• Exercise: Convert every line of the listing below into a JSON list of strings, with one string per line and blank lines omitted.

*** Records for processing

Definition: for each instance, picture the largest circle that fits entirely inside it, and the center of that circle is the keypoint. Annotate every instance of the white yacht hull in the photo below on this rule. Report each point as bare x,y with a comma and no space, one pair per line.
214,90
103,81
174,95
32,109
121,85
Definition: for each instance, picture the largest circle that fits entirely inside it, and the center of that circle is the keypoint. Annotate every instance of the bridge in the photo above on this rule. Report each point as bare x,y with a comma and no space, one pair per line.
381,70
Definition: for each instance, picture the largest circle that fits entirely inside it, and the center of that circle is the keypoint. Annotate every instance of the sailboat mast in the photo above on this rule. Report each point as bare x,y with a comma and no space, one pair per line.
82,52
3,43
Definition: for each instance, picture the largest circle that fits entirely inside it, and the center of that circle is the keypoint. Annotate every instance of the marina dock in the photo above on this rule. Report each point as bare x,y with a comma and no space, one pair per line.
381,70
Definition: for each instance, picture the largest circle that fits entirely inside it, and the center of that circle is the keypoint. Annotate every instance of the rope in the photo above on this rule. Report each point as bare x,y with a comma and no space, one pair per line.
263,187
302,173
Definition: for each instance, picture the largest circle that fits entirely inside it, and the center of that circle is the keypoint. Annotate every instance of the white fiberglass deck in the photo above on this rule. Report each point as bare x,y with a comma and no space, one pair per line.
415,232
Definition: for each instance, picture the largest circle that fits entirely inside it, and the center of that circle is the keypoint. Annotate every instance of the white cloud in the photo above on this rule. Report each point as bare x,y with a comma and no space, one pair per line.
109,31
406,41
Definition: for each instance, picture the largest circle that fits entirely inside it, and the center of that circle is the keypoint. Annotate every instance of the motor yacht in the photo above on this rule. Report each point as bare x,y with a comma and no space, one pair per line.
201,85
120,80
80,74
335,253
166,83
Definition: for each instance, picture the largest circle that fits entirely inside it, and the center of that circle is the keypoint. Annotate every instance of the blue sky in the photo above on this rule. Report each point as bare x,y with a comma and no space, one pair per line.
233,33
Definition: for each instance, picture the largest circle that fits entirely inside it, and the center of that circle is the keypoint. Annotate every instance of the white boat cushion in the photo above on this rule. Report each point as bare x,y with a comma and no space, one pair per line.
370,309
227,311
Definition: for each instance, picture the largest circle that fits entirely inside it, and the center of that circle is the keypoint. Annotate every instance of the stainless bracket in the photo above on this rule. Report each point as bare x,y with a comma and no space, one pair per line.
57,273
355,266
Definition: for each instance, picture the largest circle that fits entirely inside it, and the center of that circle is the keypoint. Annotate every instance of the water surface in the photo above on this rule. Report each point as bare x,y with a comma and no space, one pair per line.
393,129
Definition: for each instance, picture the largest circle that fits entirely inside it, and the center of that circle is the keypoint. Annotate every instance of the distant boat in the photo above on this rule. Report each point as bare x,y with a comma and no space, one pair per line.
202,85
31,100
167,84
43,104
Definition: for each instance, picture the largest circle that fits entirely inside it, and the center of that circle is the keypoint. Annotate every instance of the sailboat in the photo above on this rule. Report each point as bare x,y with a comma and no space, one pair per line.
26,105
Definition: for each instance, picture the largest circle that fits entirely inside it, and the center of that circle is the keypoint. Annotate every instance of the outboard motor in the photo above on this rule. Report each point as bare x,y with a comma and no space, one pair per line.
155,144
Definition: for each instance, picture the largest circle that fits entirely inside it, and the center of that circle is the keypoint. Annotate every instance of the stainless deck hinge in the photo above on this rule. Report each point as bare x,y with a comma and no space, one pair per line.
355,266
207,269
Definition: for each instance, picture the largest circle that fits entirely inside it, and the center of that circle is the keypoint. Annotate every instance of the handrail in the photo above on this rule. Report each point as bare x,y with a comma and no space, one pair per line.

******

• Response to the exercise:
[
  "Definition: for each instance, picture the largest circle that fits entirely inside it, and the center of that circle is the keypoint. Annotate every instance of the white yacht hull in the photo below on this rule. Report each point as bare x,y with a comma and no space, one pair per line.",
  "214,90",
  "103,81",
  "174,95",
  "32,109",
  "121,85",
  "Definition: for each instance, picture the largest circle that fits entirely inside it, and the center of that circle is the keypoint. Annotate every instance of the bridge in the photo above on this rule. Report each point as bare x,y with a comma and no space, one pair per line.",
  "381,70",
  "Definition: for each instance, picture the largest circle that fits entirely inside it, and the center of that circle is the keypoint. Annotate every instance of the sailboat mast in the photo above on this rule. Report each point as bare x,y with a comma and no space, one pair per line.",
  "82,52",
  "3,43",
  "Definition: for each instance, picture the largest circle that fits entirely inside it, and the center of that circle is the keypoint. Annotate every instance of the marina dock in the photo above on this rule. Report each point as bare x,y with a comma and no space, one pair per line.",
  "381,70",
  "Definition: for each instance, picture the largest circle that fits entirely inside it, and the center of that circle is the keypoint. Annotate every instance of the rope in the photo above on this rule. Report each point as bare x,y with a comma and no space, one pair per line.",
  "263,187",
  "302,173",
  "Definition: for each instance, picture the largest circle that fits entirely inside it, and the center of that circle is the keypoint. Annotate every instance of the white fiberglass deck in the photo above on this rule. Report each point as bare x,y with a comma and no space, one pair per line.",
  "415,232",
  "Definition: for each instance, picture the largest circle that fits entirely inside it, and the center of that circle is the keypoint. Annotate every instance of the white cloud in the photo above on this rule. Report each point as bare x,y with a comma and no space, one pair per line.",
  "109,31",
  "406,41",
  "Definition: for each instance, picture the largest circle that fits entirely inside it, and the center of that circle is the keypoint. Annotate every instance of the motor yacht in the photo above on this rule. Report each point as bare x,y with a comma and no space, one pair per line.",
  "201,85",
  "120,80",
  "80,74",
  "335,253",
  "166,83",
  "Definition: for each instance, picture the largest circle that fits entirely inside it, and the center of that circle is the keypoint. Annotate every instance of the blue sky in the photo above on this rule. Report each point as bare x,y with a comma and no space, one pair per line.",
  "233,33",
  "Definition: for each instance, picture the largest circle that fits entirely inside it, and the center of that circle is the keypoint. Annotate every instance of the white boat cushion in the photo above on this rule. Report each point as bare x,y with a comma and no space, one pair per line.",
  "370,309",
  "227,311",
  "Definition: for each instance, picture the largest circle that fits entirely inside it, and the center of that circle is the keypoint. Annotate every instance of the stainless bracket in the photo above on this rule. Report each point as bare x,y with a comma and no space, one pair per line.",
  "57,273",
  "355,266",
  "Definition: for each instance, picture the largest circle that fits entirely inside it, and the center of that circle is the keypoint. Annotate every instance of the water surface in the photo above on this rule. Report each point as bare x,y with a comma and no space, one pair per line.",
  "393,129",
  "Definition: for each instance, picture the largest circle that fits entirely inside it, and the center of that circle is the keypoint. Annotate every instance of the distant boat in the photo above on this rule. Report each point as bare x,y with a comma and no space, one pair per line.",
  "202,85",
  "31,100",
  "167,84",
  "43,104",
  "Definition: for each instance, picture the largest circle that fits entirely inside it, and the center of that circle is the keypoint. Annotate every instance of the sailboat in the photo above on this rule. Report each point as bare x,y with a comma and no space, one pair per line.",
  "26,105",
  "Definition: for each instance, picture the largest circle that fits entirely inside it, and the center of that circle is the keypoint. Annotate every instance of the outboard motor in the photo above on this rule. Report each point as bare x,y with a comma and no space, one pair per line.",
  "155,144",
  "Definition: for each instance, picture the largest circle that fits entirely inside it, and the center of that circle is the keypoint. Annotate every instance of the stainless deck hinge in the photo above on this rule. Report each point as bare x,y with a comma and no space, one pair per line.",
  "355,266",
  "207,269",
  "Definition: for each instance, picture the largest circle that fits entirely inside it, and the center of that circle is the keypoint. Annotate every instance of the handrail in the photo above on this rule. Report each point as bare x,y with a comma and no space, one pair per line."
]